**Problems to work on:**
1. Render the listing, from its first line through the line containing "[[[79,0],[0,0],[2,67],[28,63],[36,41],[42,55],[64,50],[79,35]]]", as a two-column CSV with the columns label_request and outline. Give one row per request, with the request text and its answer each in a single quoted field and line breaks replaced by spaces, and leave the pictures out.
2. Write the next part of the text on Hezekiah's reforms and the P source, picking up after its last sentence.

These are incredibly important reforms, as they removed the polytheism of the past and in essence restored the notion of the one God, thereby laying the foundation for the Jewish and Christian religions we know today.

Richard Elliot Friedman[2] is of the belief that the P Source of the Bible was composed during the time of Hezekiah. P for instance “emphasizes centralization of religion: one centre, one altar, one Tabernacle, one place of sacrifice. Who was the king who began such centralization? King Hezekiah. Both the books of Kings and Chronicles attest that there was no effective centralization before him.

P is the work of Aaronid priesthood. They are the priests in authority at the central altar – not Moses, not Korah, nor any other Levites. Only those descended from Aaron can be priests.” Friedman then goes on to say “P always speaks of two distinct groups, the priests and the Levites. Who was the king who formalized the divisions between priests and Levites? King Hezekiah. Chronicles reports explicitly:

“And Hezekiah established the divisions of the priests and the Levites, according to their divisions, every man according to his task, for the priest and the Levites.”

But there is evidence from archaeology that Hezekiah did not centralize the religion. He allowed, and indeed built temples at Lachish and Arad, and allowed a high place to continue in operation at Beersheva. The statement of 2 Kings 18:4 that Hezekiah ”removed the high places (bamot), and broke down the pillars (massebot) and cut down the sacred poles (asherah), as William G. Dever [3] claims is "simply Deuteronomistic propaganda". Far from being a Canaanite goddess, the Kuntillet Arjud and Khirbet el-Qom both speak of Yahweh and his Asherah. According to these writers, the P source equally sought to establish the legitimacy of its approach by crediting in Chronicles their later reforms to Hezekiah, to out-trump their Shilohite enemies. This is shown by the fact that ostraca of the Arad temple at the time of Hezekiah not only that its maintenance was an official state cult, but that it was not under the control of the Aaronids at all. The ostraca mention the provisioning of the temple for the “sons of Korah” the descendent of Moses with “qodesh kohanim” holy objects of the priests. Aaronids were not exclusively the priests for Hezekiah as Chronicles claims – that came later with the victory of the Aaronites in the second temple period. Hezekiah like Josiah was following the Shilohite kohanim.

Even Friedman acknowledges that the “Aaronid priesthood that produced P had opponents, Levites who saw Moses and not Aaron as their model. What was the most blatant reminder of Moses power that was visible in Judah? The bronze serpent 'Nehushtan'. According to tradition, stated explicitly in E, Moses had made it. It had the power to save people from snakebite. Who was the king who smashed the Nehushtan? Hezekiah.”

However, there is indirect Biblical evidence that he did not. Ezra, the Aaronid priest, for instance, reports much later that even as late as the Exile there were images of serpents painted all over the walls of the inner chamber of the temple. Dever and others argue that in order to establish the sanctity of their view, the P Source writers had to show it was anchored in the actions of Hezekiah.

[Segmentation labeling items]
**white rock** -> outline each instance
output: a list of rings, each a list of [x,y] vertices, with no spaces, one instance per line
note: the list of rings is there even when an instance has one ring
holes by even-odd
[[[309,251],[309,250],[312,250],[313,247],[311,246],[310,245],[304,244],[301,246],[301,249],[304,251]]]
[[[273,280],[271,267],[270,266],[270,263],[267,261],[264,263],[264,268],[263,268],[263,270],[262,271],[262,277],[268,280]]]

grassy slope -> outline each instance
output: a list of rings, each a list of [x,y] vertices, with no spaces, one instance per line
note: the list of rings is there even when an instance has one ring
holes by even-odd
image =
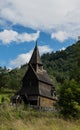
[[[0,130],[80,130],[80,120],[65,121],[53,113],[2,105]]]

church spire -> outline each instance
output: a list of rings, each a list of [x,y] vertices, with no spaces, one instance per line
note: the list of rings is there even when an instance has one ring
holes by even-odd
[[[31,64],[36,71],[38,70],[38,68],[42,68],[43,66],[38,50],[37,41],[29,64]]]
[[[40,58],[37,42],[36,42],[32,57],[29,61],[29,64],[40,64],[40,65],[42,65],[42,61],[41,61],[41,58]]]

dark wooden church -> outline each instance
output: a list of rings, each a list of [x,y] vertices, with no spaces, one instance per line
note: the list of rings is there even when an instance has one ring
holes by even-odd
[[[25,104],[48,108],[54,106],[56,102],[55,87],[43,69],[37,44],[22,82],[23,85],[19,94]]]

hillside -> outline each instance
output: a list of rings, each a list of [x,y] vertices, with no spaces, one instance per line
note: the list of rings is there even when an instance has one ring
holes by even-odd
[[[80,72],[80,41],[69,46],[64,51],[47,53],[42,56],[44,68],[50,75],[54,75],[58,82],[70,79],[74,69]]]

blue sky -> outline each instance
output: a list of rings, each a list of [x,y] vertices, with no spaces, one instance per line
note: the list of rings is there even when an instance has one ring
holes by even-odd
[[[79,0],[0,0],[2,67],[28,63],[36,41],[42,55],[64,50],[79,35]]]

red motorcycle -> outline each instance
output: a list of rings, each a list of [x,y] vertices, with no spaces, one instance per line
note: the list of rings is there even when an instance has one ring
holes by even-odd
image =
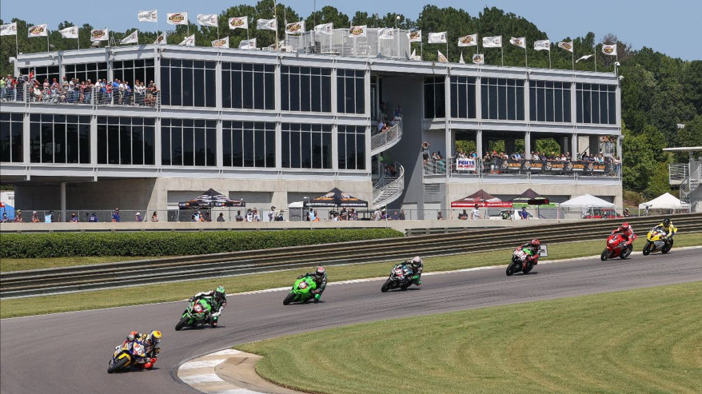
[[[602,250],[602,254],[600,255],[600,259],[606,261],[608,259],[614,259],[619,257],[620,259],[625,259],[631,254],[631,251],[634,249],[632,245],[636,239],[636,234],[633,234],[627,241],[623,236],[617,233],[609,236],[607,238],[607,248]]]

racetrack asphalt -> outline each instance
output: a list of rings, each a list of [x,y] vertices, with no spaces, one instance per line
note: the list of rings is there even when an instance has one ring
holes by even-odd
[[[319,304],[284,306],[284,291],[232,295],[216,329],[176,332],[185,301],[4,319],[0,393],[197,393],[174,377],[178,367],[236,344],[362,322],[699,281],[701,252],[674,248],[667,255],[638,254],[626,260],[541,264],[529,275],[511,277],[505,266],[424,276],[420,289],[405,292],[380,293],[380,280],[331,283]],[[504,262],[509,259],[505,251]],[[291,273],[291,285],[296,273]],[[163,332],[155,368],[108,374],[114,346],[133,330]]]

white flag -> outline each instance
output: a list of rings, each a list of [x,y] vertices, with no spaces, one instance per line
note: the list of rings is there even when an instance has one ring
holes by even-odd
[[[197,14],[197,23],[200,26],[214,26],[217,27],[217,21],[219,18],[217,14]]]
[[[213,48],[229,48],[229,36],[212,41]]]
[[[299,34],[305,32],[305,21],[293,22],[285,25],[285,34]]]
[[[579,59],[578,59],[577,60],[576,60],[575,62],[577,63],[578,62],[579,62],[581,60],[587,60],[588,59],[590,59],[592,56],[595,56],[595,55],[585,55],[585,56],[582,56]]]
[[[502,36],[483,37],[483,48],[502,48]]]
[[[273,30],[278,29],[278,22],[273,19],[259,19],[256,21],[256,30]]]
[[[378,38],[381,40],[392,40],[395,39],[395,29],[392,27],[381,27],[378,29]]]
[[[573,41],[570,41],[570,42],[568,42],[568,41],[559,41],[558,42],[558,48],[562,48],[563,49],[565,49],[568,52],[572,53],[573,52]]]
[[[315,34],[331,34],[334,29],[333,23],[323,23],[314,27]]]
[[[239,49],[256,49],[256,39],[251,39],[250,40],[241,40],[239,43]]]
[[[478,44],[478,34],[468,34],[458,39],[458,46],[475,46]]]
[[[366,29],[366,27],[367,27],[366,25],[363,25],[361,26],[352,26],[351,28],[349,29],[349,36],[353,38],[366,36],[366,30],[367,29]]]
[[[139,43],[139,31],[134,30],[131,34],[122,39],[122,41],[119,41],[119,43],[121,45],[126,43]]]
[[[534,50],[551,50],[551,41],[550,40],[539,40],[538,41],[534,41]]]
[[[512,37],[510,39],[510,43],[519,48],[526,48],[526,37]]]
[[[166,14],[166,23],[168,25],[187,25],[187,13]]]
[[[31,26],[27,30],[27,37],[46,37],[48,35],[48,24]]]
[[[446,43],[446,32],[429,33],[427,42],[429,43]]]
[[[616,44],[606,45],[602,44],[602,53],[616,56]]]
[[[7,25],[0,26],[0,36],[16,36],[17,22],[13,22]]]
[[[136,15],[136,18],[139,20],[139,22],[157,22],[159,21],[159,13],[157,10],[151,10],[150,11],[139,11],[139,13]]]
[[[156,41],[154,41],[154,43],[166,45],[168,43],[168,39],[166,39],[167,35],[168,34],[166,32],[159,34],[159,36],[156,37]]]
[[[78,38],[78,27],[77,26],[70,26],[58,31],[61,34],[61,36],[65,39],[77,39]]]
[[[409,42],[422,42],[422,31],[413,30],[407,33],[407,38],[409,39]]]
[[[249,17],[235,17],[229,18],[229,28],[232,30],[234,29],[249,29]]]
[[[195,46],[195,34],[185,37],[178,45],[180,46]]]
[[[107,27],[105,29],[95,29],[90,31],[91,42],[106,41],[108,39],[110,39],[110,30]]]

**Responses in order:**
1.
label_request,outline
"**white rock** -> outline each instance output: a list of rings, each a list of [x,y] vertices, with no spaces, one instance per line note: the list of rings is there even when an instance has one ring holes by even-odd","[[[309,251],[309,250],[312,250],[313,247],[311,246],[310,245],[304,244],[301,246],[301,249],[304,251]]] [[[273,280],[271,267],[270,266],[270,263],[267,261],[264,263],[264,268],[263,268],[263,270],[262,271],[262,277],[268,280]]]"
"grassy slope -> outline each instance output: a list of rings, each a list of [x,y] vertices, with no spaces, one instance per line note: the list of rings is there even when an instance has one ring holes by even-odd image =","[[[0,130],[80,130],[80,120],[65,121],[53,113],[2,105]]]"
"church spire -> outline each instance output: a list of rings, each a list of [x,y] vertices, with no spaces, one instance per line note: the list of rings is there even when an instance has one ring holes by even-odd","[[[31,64],[36,71],[38,70],[38,68],[42,68],[43,66],[38,50],[37,41],[29,64]]] [[[40,58],[37,42],[36,42],[32,57],[29,61],[29,64],[40,64],[40,65],[42,65],[42,61],[41,61],[41,58]]]"
"dark wooden church -> outline each instance output: a list of rings, each a list of [x,y] vertices, with no spaces, one instance per line note: the list of rings is there even when an instance has one ring holes by even-odd","[[[25,104],[48,108],[54,106],[56,102],[55,87],[43,69],[37,44],[22,82],[23,85],[19,94]]]"
"hillside -> outline each instance output: a list of rings, each a list of [x,y] vertices, with no spaces, one instance per line note: the list of rings is there even when an instance has one ring holes by even-odd","[[[80,72],[80,41],[69,46],[64,51],[47,53],[42,56],[44,68],[50,75],[54,75],[58,82],[70,79],[74,69]]]"
"blue sky -> outline each instance output: a list of rings, each a list of [x,y] vertices, with no spaces, one instance per line note: the list of rings is there even when an instance has one ring holes by even-odd","[[[79,0],[0,0],[2,67],[28,63],[36,41],[42,55],[64,50],[79,35]]]"

2.
[edit] Chronological problems

There is considerable uncertainty about the actual dates of his reign. First, the Biblical records conflict, as they do for a number of rulers of Israel and Judah. 2 Kings 18:10 dates the fall of Samaria to the sixth year of Hezekiah's reign, which would make 728 BCE the year of his accession. However, verse 13 of the same chapter states that Sennacherib invaded Judah in the fourteenth year of Hezekiah; the Assyrian records leave little doubt that this invasion took place in 701 BCE, which would fix 715 BCE as Hezekiah's initial year, which would be confirmed by the account of his illness.

In chapter 18 of 2 Kings it is stated that during the 14th year of his reign, Sennacherib had returned to pillage Samaria, setting up his base of operations at Lachish and threatening Jerusalem, forcing Hezekiah to pay tribute. As the description in chapter 20 of Hezekiah's illness immediately follows Sennacherib's departure, this would date his illness to his 14th year, which is confirmed by Isaiah's statement that he will live fifteen more years (29-15=14). His fourteenth year being 701 BCE, the first must have been 715 BCE. But he was for a few years co-regent until the age of 25.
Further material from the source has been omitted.